WHAT YOU NEED TO DO: Arrange every line of the records below into a Markdown table with two columns, Row and Line. Number the rows in order and leave out any blank lines.

::::::::::

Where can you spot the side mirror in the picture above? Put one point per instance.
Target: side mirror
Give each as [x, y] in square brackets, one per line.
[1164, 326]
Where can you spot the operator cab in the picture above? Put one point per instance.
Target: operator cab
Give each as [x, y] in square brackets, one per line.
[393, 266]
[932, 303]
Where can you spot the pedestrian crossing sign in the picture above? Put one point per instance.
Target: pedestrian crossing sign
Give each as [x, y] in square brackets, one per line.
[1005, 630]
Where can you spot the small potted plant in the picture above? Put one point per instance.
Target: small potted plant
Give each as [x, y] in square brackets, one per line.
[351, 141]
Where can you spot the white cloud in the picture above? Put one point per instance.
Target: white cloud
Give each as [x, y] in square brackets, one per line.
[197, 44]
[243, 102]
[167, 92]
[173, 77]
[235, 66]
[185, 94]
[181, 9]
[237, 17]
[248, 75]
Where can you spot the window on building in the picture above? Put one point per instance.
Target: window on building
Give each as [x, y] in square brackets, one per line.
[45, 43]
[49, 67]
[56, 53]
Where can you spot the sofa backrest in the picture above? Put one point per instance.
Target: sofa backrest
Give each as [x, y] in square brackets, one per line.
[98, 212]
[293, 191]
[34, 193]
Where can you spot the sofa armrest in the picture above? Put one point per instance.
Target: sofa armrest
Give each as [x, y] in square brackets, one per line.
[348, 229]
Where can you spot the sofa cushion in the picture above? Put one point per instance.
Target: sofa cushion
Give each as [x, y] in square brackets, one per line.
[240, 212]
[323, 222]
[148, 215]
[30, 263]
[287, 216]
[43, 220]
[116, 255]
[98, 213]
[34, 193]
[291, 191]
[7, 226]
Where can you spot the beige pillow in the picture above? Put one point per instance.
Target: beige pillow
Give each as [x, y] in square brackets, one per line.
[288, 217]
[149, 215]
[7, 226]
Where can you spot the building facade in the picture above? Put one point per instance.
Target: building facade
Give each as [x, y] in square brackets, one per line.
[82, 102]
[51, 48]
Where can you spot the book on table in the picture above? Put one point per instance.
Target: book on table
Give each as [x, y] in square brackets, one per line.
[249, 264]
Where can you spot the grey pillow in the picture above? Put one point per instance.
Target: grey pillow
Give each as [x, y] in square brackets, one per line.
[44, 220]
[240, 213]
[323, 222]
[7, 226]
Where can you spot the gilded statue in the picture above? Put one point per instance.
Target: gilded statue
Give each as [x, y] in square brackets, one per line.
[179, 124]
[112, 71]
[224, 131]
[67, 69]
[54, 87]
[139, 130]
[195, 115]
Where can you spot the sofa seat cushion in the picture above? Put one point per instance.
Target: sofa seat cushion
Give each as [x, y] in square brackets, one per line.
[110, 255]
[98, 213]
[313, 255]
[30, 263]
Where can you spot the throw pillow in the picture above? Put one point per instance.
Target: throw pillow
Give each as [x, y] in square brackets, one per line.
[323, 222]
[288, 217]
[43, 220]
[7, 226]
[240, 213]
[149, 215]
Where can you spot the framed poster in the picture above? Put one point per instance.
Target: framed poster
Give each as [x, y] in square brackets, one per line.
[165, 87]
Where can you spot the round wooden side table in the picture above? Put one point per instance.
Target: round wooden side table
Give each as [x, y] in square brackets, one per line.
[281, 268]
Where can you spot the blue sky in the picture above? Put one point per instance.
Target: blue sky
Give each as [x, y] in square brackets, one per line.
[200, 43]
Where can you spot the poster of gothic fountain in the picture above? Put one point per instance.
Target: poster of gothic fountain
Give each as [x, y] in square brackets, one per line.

::::::::::

THE OUTPUT:
| Row | Line |
|---|---|
| 1 | Where can you spot the side mirror in the picture above? Put one point per instance. |
| 2 | Target: side mirror |
| 3 | Give each as [x, y] in square brackets, one per line. |
| 4 | [1164, 326] |
| 5 | Where can you spot the operator cab in the picture above? Put one point per instance. |
| 6 | Target: operator cab |
| 7 | Give each as [x, y] in square brackets, one per line. |
| 8 | [393, 266] |
| 9 | [932, 303] |
| 10 | Where can you spot the pedestrian crossing sign in the picture above? Put one point per instance. |
| 11 | Target: pedestrian crossing sign |
| 12 | Give each as [x, y] in square brackets, one per line. |
| 13 | [1005, 630] |
| 14 | Where can you spot the small potted plant in the picture above? Put one point per instance. |
| 15 | Target: small potted plant |
| 16 | Give each as [x, y] in square brackets, one per line. |
| 17 | [351, 141] |
| 18 | Where can you spot the white cloud in the picture above? Put one point per instance. |
| 19 | Target: white cloud |
| 20 | Give each as [x, y] in square brackets, one per line. |
| 21 | [197, 44] |
| 22 | [243, 102] |
| 23 | [167, 92] |
| 24 | [173, 77] |
| 25 | [235, 66] |
| 26 | [185, 94] |
| 27 | [181, 9] |
| 28 | [237, 17] |
| 29 | [248, 75] |
| 30 | Where can you spot the window on building in the picture above? Put one point per instance. |
| 31 | Target: window on building |
| 32 | Give each as [x, y] in square brackets, one per line. |
| 33 | [45, 43] |
| 34 | [49, 67] |
| 35 | [56, 53] |
| 36 | Where can you spot the sofa backrest in the picture above? Put one point per instance. |
| 37 | Target: sofa backrest |
| 38 | Give each as [x, y] in square brackets, one per line. |
| 39 | [98, 212] |
| 40 | [293, 191] |
| 41 | [34, 193] |
| 42 | Where can you spot the sofa armrest in the picture above? Put one point per instance. |
| 43 | Target: sofa armrest |
| 44 | Give each as [x, y] in square brackets, one per line. |
| 45 | [348, 229] |
| 46 | Where can you spot the sofa cushion in the picture above? Put one point per instance. |
| 47 | Target: sofa cushion |
| 48 | Give each as [x, y] in square brackets, one per line. |
| 49 | [240, 212] |
| 50 | [323, 222] |
| 51 | [148, 215] |
| 52 | [30, 263] |
| 53 | [287, 216] |
| 54 | [43, 220] |
| 55 | [116, 255] |
| 56 | [98, 213] |
| 57 | [34, 193] |
| 58 | [291, 191] |
| 59 | [7, 226] |
| 60 | Where can you spot the beige pillow in the picture above? Put one point per instance. |
| 61 | Target: beige pillow |
| 62 | Give each as [x, y] in square brackets, one per line. |
| 63 | [288, 217] |
| 64 | [149, 215] |
| 65 | [7, 226] |
| 66 | Where can you spot the building facade in the picture above? Put one point per instance. |
| 67 | Target: building facade |
| 68 | Give each as [x, y] in square brackets, one per line. |
| 69 | [82, 102] |
| 70 | [51, 48] |
| 71 | Where can you spot the book on table in the picture above? Put one point per instance. |
| 72 | Target: book on table |
| 73 | Give each as [x, y] in square brackets, one per line. |
| 74 | [249, 264] |
| 75 | Where can you spot the grey pillow in the picture above? Put one point per instance. |
| 76 | Target: grey pillow |
| 77 | Give each as [x, y] in square brackets, one per line. |
| 78 | [44, 220] |
| 79 | [240, 213] |
| 80 | [323, 222] |
| 81 | [7, 226] |
| 82 | Where can you spot the gilded statue in the picture above? Put one point per instance. |
| 83 | Target: gilded statue |
| 84 | Give each as [x, y] in square brackets, one per line. |
| 85 | [179, 124] |
| 86 | [112, 71] |
| 87 | [224, 131] |
| 88 | [67, 69] |
| 89 | [54, 87] |
| 90 | [139, 130] |
| 91 | [195, 115] |
| 92 | Where can you spot the sofa seat cushion in the picture above? Put one point per instance. |
| 93 | Target: sofa seat cushion |
| 94 | Give each as [x, y] in square brackets, one per line. |
| 95 | [110, 255] |
| 96 | [98, 213] |
| 97 | [313, 255] |
| 98 | [30, 263] |
| 99 | Where can you spot the throw pillow in the picture above? Put one point per instance. |
| 100 | Target: throw pillow |
| 101 | Give each as [x, y] in square brackets, one per line. |
| 102 | [323, 222] |
| 103 | [288, 217] |
| 104 | [43, 220] |
| 105 | [7, 226] |
| 106 | [240, 213] |
| 107 | [149, 215] |
| 108 | Where can you spot the framed poster in the picture above? Put one point per instance. |
| 109 | Target: framed poster |
| 110 | Give each as [x, y] in square brackets, one per line. |
| 111 | [165, 87] |
| 112 | Where can you spot the round wooden side table in the picture above? Put one point per instance. |
| 113 | Target: round wooden side table |
| 114 | Give each as [x, y] in square brackets, one per line. |
| 115 | [281, 268] |
| 116 | Where can you spot the blue sky in the picture above? Put one point per instance. |
| 117 | Target: blue sky |
| 118 | Give each as [x, y] in square brackets, one per line. |
| 119 | [200, 43] |
| 120 | Where can you spot the poster of gothic fountain in the picture above? Put one point per instance. |
| 121 | Target: poster of gothic fountain |
| 122 | Give each as [x, y] in square brackets, one per line. |